→ Source passage
This module provides a comprehensive overview of data distributions, emphasizing both graphical and tabular methods to represent numeric and categorical variables. It delves into the nuances of measuring psychological constructs, interpreting various distribution shapes, and applying statistical analyses using Jamovi and RStudio.
The attendance code for the Quiz on January 14th is 5.
Depressive Symptoms: Quantified using the Center for Epidemiologic Studies Depression Scale (CES-D), a widely recognized instrument for assessing the presence and severity of depressive symptoms.
Dispositional Optimism: Evaluated through the Life Orientation Test Revised (LOT-R), which measures an individual's general tendency to expect positive outcomes in life.
The CES-D is composed of 20 items, each designed to capture the frequency of depressive symptoms experienced by individuals.
The items address a range of symptoms, including sleep disturbances, changes in appetite, feelings of sadness, and difficulties in concentration.
Each item is rated on a 4-point scale:
0 = Rarely or none of the time (less than 1 day)
1 = Some or a little of the time (1-2 days)
2 = Occasionally or a moderate amount of the time (3-4 days)
3 = Most or all of the time (5-7 days)
Higher total scores on the CES-D indicate a greater presence and severity of depressive symptoms.
A cutoff score of ≥ 16 is commonly used to indicate clinically elevated depressive symptoms, suggesting the need for further evaluation.
The CES-D demonstrates strong psychometric properties, including high reliability (α = .89) in cancer samples, indicating its consistency and accuracy in measuring depressive symptoms within this population.
Participants are instructed to rate their experiences over the past week for each item on the CES-D.
Example items:
I was bothered by things that usually don’t bother me.

→ Given information
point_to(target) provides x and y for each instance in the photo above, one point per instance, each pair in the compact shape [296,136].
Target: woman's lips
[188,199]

→ Instructions
1. Answer these from the passage on the CES-D and LOT-R.
(a) How many items make up the CES-D?
(b) What CES-D cutoff score is commonly used to indicate clinically elevated depressive symptoms?
(c) What does the LOT-R measure?
2. Extend the passage on the CES-D and LOT-R, picking up after its final line.

→ Exercise results
1.
(a) 20 items.
(b) A score of 16 or higher (≥ 16).
(c) An individual's general tendency to expect positive outcomes in life.

2.
I did not feel like eating; my appetite was poor.
I felt that I could not shake off the blues.
I felt that I was just as good as other people.
Each item is rated on a scale from 0 to 3, reflecting the frequency with which the symptom was experienced.
Researchers often calculate sum scores for psychological constructs by aggregating responses to individual items on questionnaires.
These sum scores, also referred to as scale or composite scores, offer several advantages:
Improved reliability and validity compared to individual items.
Measurement of a broader range of attributes related to the construct.
Approximation of a numeric (interval or ratio) scale, allowing for more sophisticated statistical analyses.
Subclinical Sum Score: An example is provided with a sum score of 9, indicating depressive symptoms below the clinical cutoff.
Clinically Elevated Sum Score: An example is given with a sum score of 29, which exceeds the cutoff of 16 and suggests clinically elevated depressive symptoms.
The highest possible score on the CES-D is 60, calculated as 20 \, items \, * \, 3 \, (max \, score \, per \, item) \, = \, 60.
Dispositional optimism and pessimism are measured using the Life Orientation Test—Revised (LOT-R), a widely used instrument in psychological research.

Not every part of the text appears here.